ЦЕЛЬ ЗАДАНИЯ: Перечислите всех людей, которые названы по имени в тексте о фундаментальных книгах. Дайте имена в именительном падеже.

ПРИВЕДЕННЫЙ ТЕКСТ:
★ ★ ★ ★ ★
На свете не так много «фундаментальных» книг.
Мало книг «универсальных» в том смысле, как это понимал Борхес, книг, которые содержат в себе все другие, представляя как бы целую библиотеку.
Среди них:
Гомер,
Ветхий и Новый Завет.
Я считаю, что оказываю Лукрецию немалую честь, помещая в этот список его поэму.
В зависимости от языка и культуры — «Божественная комедия», Шекспир, Достоевский или «Сумма теологии» Фомы Аквинского.
В общем, я хочу сказать, что для меня все обстоит следующим образом: я не знаю лучшего произведения, чем «Илиада», для того чтобы понять, что такое война, уничтожение, разрушение городов; я знаю, что греческая философия, и в особенности эпикурейцы, в необычайной степени способствовали свободе мысли, убежден, что права человека не могли бы сформироваться без дерзкой гипотезы христианства о том, что человек — подобие Божие, а значит, неприкосновенен. Однако пониманием, что представляет собой человек, что роднит его с другими людьми и отличает, пользуясь вашими словами, от животных (чем не похоже мое сочувствие к кролику, попавшему в ловушку, на сочувствие к жителям осажденного Сараева), одним словом, пониманием, что такое «человеческое достоинство», а главное, верой в него и возможностью защищать его философски я обязан и урокам рабби Акивы[82] и Эмманюэля Левинаса.
На этом уровне, мне кажется, уже не важно (или еще не важно), «реалисты» мы или нет.
В этом уголке нашей души позитивизму (или тому, что вы так именуете) угнездиться негде.
Тут дело не в «вероломстве», не в «метафизике», а в аксиомах, только в аксиомах, в натуральном ряде чисел нашего мышления, как в арифметике, в первичных, основных модулях, из которых для каждого из нас складывается и все остальное.
★ ★ ★ ★ ★
ИСХОДНЫЕ ЗАПИСИ:
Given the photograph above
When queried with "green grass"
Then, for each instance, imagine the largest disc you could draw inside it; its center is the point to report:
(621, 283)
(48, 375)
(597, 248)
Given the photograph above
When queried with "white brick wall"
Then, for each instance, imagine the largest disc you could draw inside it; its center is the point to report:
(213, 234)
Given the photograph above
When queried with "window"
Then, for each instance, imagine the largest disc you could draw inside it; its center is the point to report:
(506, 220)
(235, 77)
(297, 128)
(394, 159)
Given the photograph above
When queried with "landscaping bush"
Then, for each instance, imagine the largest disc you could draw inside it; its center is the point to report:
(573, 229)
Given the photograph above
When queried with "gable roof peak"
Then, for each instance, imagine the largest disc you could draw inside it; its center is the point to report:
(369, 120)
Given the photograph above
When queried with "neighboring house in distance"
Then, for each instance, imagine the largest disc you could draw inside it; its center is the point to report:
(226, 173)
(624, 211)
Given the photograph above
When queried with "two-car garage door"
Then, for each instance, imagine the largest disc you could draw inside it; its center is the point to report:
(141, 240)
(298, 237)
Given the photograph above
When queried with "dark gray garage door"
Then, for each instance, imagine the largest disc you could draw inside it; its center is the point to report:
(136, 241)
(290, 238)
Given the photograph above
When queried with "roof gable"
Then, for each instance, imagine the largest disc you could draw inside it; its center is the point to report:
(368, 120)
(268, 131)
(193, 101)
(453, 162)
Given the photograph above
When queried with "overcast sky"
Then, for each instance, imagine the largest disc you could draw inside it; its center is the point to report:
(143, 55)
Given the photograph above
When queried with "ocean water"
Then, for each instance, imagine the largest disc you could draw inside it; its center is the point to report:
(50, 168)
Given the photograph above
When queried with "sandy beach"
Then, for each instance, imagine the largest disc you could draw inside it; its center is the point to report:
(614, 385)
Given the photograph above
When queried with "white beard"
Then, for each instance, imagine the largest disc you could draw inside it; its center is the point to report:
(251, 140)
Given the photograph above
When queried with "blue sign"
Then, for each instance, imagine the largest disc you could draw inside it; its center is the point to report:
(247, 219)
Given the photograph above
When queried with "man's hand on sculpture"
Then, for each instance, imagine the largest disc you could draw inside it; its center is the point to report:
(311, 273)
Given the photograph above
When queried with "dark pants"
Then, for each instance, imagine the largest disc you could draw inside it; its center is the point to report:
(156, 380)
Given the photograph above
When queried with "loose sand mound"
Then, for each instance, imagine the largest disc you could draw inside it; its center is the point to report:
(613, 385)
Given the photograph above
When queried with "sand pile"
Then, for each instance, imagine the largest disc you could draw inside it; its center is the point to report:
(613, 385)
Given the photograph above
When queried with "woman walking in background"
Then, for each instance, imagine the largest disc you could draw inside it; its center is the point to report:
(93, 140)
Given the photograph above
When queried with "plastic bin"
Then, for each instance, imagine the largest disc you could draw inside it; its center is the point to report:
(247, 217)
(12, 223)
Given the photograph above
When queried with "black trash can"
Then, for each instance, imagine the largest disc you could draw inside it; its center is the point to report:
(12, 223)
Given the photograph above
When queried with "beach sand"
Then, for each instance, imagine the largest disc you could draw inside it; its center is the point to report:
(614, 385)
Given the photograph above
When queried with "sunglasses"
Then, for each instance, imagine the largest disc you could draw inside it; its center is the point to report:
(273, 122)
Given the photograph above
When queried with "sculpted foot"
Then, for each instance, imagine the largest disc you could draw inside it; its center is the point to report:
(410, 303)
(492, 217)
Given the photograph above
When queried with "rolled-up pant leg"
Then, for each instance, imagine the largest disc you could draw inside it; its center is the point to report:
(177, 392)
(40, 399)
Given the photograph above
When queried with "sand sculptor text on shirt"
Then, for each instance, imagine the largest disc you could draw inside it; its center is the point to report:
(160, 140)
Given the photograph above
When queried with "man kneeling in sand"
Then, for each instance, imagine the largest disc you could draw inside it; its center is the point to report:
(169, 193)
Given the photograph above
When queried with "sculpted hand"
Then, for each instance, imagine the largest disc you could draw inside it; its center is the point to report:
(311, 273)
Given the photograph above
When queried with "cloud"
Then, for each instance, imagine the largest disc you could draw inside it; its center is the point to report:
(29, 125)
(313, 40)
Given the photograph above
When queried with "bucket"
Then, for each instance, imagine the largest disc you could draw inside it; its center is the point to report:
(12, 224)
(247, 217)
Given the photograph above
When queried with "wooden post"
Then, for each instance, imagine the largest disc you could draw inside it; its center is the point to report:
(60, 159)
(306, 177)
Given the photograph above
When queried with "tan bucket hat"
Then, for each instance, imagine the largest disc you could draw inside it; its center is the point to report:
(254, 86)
★ ★ ★ ★ ★
РЕЗУЛЬТАТ ВЫПОЛНЕНИЯ: Борхес, Гомер, Лукреций, Шекспир, Достоевский, Фома Аквинский, рабби Акива, Эмманюэль Левинас